La successiva serie di cadaveri era stata fatta a pezzi con esplosivi: «Abbiamo lanciato quei ragazzi fin sulla luna» si vantava. Quando sono apparse le riprese di una città fantasma colpita da proiettili ma senza corpi visibili, Orić si è affrettato ad annunciare: «Là abbiamo ucciso 114 serbi». Il video si concludeva con festeggiamenti dei soldati musulmani bosniaci che cantavano in coro il nome di Naser Orić.10
Il comandante generale delle Nazioni Unite Phillipe Morillon, che prestò servizio nel 1992 e nel 1993, cioè nel corso dei massacri messi in atto dai musulmani bosniaci, durante la testimonianza al processo contro Milošević, il 12 febbraio 2004 riferì al procuratore del Tribunale Internazionale dell’Aia: «Naser Orić compiva attacchi durante le feste ortodosse e distruggeva villaggi, massacrando tutti gli abitanti serbi. Questo creò un livello di odio piuttosto straordinario nella regione.» Nonostante le sue responsabilità riguardo il massacro di 3.262 serbi, dei quali 2.382 erano civili, il presidente bosniaco Izetbegović gli conferì il Giglio d’Oro, la più alta decorazione militare della Bosnia.

» DESCRIZIONE DEL PROBLEMA
Riporta tutte le persone nominate nell'estratto, una per riga, con il nome nella forma in cui compare nel testo.

» DATI
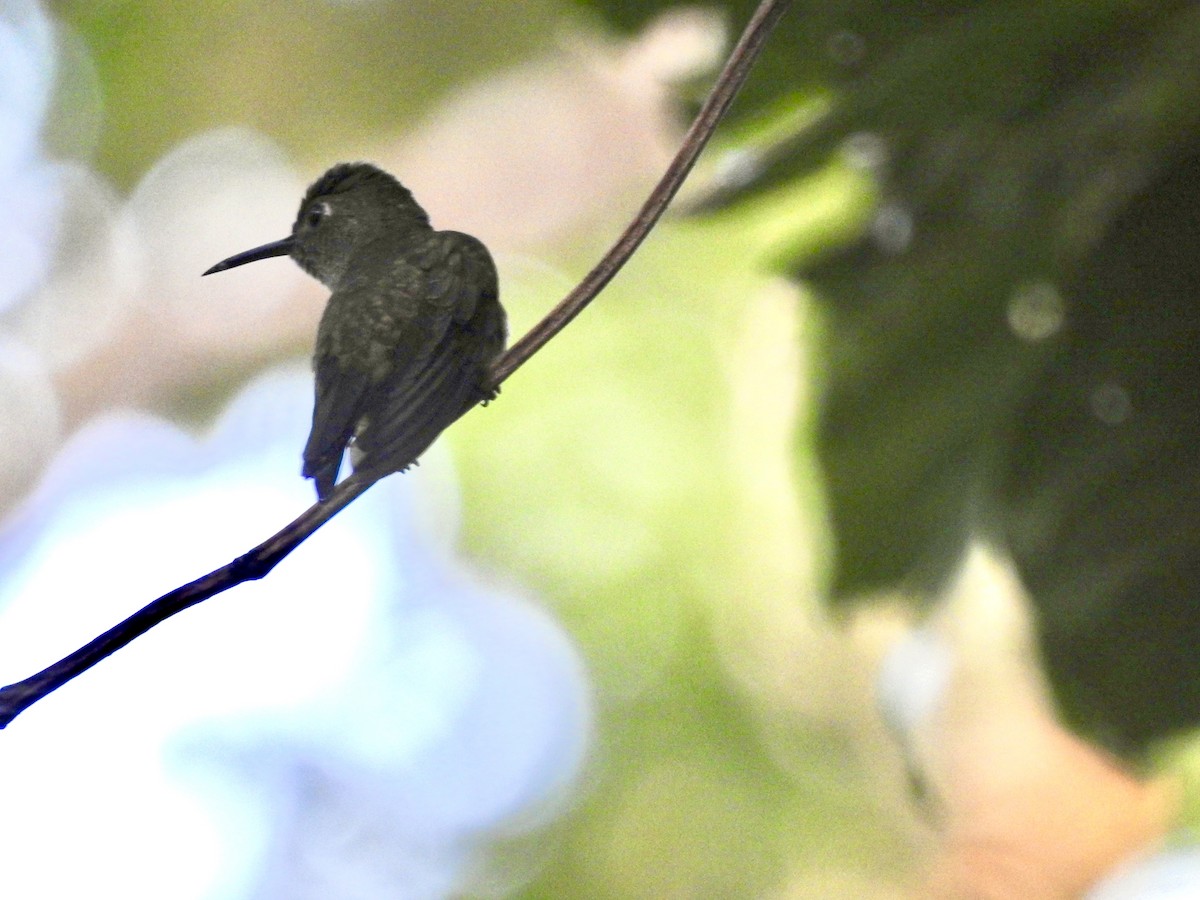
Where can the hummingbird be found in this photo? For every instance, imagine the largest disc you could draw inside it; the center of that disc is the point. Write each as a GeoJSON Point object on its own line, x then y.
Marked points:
{"type": "Point", "coordinates": [412, 323]}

» ESERCIZIO SVOLTO
Naser Orić
Phillipe Morillon
Milošević
Izetbegović